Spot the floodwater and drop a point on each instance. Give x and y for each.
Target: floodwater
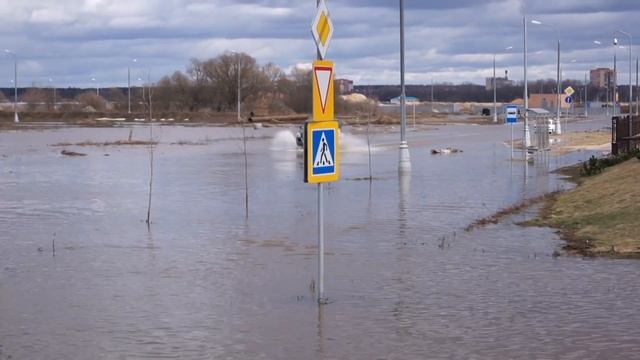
(404, 279)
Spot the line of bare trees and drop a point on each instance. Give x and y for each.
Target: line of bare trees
(212, 84)
(209, 84)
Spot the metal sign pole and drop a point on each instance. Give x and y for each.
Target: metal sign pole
(320, 226)
(321, 243)
(511, 142)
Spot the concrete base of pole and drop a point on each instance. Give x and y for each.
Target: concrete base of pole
(527, 138)
(405, 158)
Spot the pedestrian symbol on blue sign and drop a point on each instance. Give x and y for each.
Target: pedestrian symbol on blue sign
(323, 148)
(512, 114)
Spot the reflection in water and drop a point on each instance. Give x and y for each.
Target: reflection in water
(404, 180)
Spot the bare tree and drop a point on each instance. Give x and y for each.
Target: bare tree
(149, 105)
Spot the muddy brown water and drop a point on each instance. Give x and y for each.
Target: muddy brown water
(405, 280)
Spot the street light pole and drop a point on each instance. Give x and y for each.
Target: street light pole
(558, 97)
(586, 98)
(405, 157)
(628, 35)
(558, 80)
(495, 88)
(614, 96)
(15, 85)
(53, 85)
(637, 97)
(526, 142)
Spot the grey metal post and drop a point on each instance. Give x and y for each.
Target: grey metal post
(586, 97)
(244, 140)
(15, 85)
(321, 298)
(129, 87)
(495, 105)
(525, 140)
(630, 71)
(431, 95)
(558, 97)
(405, 157)
(637, 97)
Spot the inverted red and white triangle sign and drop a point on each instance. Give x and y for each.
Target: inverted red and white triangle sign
(323, 79)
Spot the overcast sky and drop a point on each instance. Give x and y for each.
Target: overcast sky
(73, 41)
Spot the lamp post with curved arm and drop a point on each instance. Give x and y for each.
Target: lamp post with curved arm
(615, 42)
(15, 85)
(495, 86)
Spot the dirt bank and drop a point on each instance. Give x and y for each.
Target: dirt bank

◆ Given instruction
Turn every line of the entries above into a JSON list of strings, one string per line, skipping blank lines and leaving out the pictures.

◆ Result of the exercise
[
  "Spot the floodwater and drop a point on each instance. Give x and y for each.",
  "Target: floodwater",
  "(404, 279)",
  "Spot the line of bare trees and drop a point on each instance. Give x and y for each.",
  "Target: line of bare trees",
  "(212, 84)",
  "(209, 84)",
  "Spot the metal sign pole and drop a point on each instance. Give x and y for each.",
  "Target: metal sign pole",
  "(320, 226)",
  "(321, 243)",
  "(511, 142)",
  "Spot the concrete base of pole and drop a point on each instance. Give x and y for each.",
  "Target: concrete base of pole",
  "(527, 138)",
  "(405, 158)",
  "Spot the pedestrian symbol on blue sign and drop a point on each instance. Give x and y for each.",
  "Target: pedestrian symbol on blue sign",
  "(323, 148)",
  "(512, 114)",
  "Spot the reflection in water and drop a point on each instance. Give x and y for each.",
  "Target: reflection in water",
  "(404, 180)",
  "Spot the bare tree and drop a point on each instance. Give x and y for each.",
  "Target: bare tree",
  "(149, 105)",
  "Spot the muddy brown water and drop a point on each instance. Give x and y for each.",
  "Target: muddy brown water",
  "(405, 280)",
  "Spot the street light pole and drop a point on each instance. Give x and y for each.",
  "Target: street light pole",
  "(558, 97)",
  "(586, 98)",
  "(405, 157)",
  "(628, 35)",
  "(558, 80)",
  "(495, 88)",
  "(614, 96)",
  "(15, 85)",
  "(53, 85)",
  "(637, 97)",
  "(526, 142)",
  "Spot the grey metal post and drop a point on each instance. Give x and y for each.",
  "Target: grey metal post",
  "(586, 97)",
  "(244, 140)",
  "(15, 85)",
  "(321, 298)",
  "(129, 87)",
  "(495, 105)",
  "(525, 140)",
  "(630, 71)",
  "(431, 95)",
  "(558, 97)",
  "(405, 157)",
  "(637, 97)",
  "Spot the inverted red and white triangle sign and drop a point on each instance. Give x and y for each.",
  "Target: inverted red and white triangle sign",
  "(323, 79)",
  "Spot the overcast sky and drop a point on each instance. Give x and y for each.",
  "Target: overcast sky",
  "(73, 41)",
  "Spot the lamp post with curved arm and drop a point on each instance. Give x and y for each.",
  "Target: lamp post with curved arm",
  "(615, 42)",
  "(15, 85)",
  "(495, 86)",
  "Spot the dirt bank and drop a point on each instance. Give x and y for each.",
  "Target: dirt bank"
]